**Text block**
** START **
So rail miles thru these areas are much longer than as a crow flies. Evansville - Nashville fairly good in Ky. but after somewhere in Tn. gets crooked. Louisville Nashville definitely good track but slow. Cincinnati - ATL both L&N and SOU were fairly competitive but both crosses mountains in Ky. Now CSX is talking of at least temporary downgrading CIN - ATL to class 2 ( 25 MPH ). The NS (SOU) route has had continuing upgrades CIN - CHA by the city of CIN so how much faster NS could now traverse the route is unknown. However any Nashville or CIN route thru CHA will have the difficulty of approaching and departing CHA over and thru mountains. Then over 3 Hours CHA - ATL and then either CSX to Manchester or NS to Macon before grades and track speeds can improve.

Note these mountains even slow the Crescent which takes ~ 18:00 for 30 miles more than Meteor & Palmetto"s ~ 15:00 to Savannah. Mountains always mean slower.


----------



## Ryan

A Voice said:


> The big speed advantage for long distance trains comes from the need, in many cases, to make an overnight stop (or numerous "pit stops", perhaps) when driving. In such a case, then no, you cannot drive the distance faster. Every situation is different;


Well, yes. But in this particular situation, driving wins hands down. The train took 39 hours to get from Chicago to Miami. According to the Google (which in my experience is conservative), it's a 20 hour drive. Obviously you aren't going to drive it straight through (unless you team drive), but even two 10 hour driving days with 10 hours of rest in the middle gives you a 30 hour trip. You're making it in 3/4 the time, not half the time, but that's still a lot faster (and baked in is the assumption that you're going to be able to bring back the route at the same speed it existed before. Expensive and unlikely).
** END **
**Stated problem**
In the rail forum thread, why does the poster say driving from Chicago to Miami still beats the train even with a rest stop? Answer in one to three sentences.

**Stored rows**
** START **
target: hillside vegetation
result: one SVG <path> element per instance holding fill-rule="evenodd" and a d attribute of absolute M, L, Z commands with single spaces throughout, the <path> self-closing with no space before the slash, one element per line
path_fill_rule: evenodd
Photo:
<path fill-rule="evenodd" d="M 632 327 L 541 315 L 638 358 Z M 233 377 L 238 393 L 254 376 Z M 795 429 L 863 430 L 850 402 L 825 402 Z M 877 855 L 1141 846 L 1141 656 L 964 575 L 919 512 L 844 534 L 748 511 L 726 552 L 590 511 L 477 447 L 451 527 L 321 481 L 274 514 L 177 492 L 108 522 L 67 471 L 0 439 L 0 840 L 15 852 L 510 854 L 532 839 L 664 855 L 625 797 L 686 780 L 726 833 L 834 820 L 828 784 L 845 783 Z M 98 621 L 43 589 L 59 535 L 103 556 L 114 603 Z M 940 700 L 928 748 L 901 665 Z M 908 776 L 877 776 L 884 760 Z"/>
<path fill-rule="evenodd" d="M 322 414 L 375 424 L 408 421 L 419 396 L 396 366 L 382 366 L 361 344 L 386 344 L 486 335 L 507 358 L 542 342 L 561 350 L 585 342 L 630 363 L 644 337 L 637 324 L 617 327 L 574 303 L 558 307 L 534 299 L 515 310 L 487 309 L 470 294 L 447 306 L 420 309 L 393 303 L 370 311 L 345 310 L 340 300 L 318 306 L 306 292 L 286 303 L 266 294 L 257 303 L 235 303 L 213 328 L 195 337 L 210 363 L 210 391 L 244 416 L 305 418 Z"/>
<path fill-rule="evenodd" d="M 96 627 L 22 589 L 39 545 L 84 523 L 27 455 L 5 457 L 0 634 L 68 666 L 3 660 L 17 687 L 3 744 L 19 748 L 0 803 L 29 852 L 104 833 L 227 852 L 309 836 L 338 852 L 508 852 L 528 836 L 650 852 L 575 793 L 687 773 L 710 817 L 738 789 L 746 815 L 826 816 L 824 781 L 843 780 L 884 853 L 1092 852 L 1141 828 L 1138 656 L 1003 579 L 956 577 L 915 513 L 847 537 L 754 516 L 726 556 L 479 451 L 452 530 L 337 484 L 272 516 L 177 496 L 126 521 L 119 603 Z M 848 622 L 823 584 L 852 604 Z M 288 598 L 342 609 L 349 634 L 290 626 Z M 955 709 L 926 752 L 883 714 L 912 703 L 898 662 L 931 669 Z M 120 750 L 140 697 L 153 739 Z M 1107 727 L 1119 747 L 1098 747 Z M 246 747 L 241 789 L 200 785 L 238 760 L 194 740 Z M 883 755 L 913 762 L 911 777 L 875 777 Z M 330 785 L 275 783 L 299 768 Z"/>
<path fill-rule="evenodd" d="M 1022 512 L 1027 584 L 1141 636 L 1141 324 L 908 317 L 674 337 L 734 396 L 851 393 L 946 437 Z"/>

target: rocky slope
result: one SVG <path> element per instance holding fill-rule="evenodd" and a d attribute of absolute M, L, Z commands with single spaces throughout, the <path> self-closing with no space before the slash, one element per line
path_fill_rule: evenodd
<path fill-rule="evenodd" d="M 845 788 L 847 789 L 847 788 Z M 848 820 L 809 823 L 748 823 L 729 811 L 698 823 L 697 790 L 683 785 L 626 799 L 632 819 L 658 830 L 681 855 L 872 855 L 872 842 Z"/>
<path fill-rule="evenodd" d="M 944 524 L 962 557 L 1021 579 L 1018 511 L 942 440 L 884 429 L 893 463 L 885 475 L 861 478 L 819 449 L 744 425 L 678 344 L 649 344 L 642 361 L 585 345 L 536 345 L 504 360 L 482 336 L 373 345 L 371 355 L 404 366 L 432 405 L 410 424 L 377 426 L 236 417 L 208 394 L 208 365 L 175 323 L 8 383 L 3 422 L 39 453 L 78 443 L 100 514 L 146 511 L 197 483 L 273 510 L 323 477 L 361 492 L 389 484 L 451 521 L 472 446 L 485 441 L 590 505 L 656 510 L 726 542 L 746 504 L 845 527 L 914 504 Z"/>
** END **
**Worked answer**
The train took 39 hours, but the drive is about 20 hours. Even split into two 10-hour driving days with 10 hours of rest between them, the trip takes 30 hours, about three-quarters of the train's time.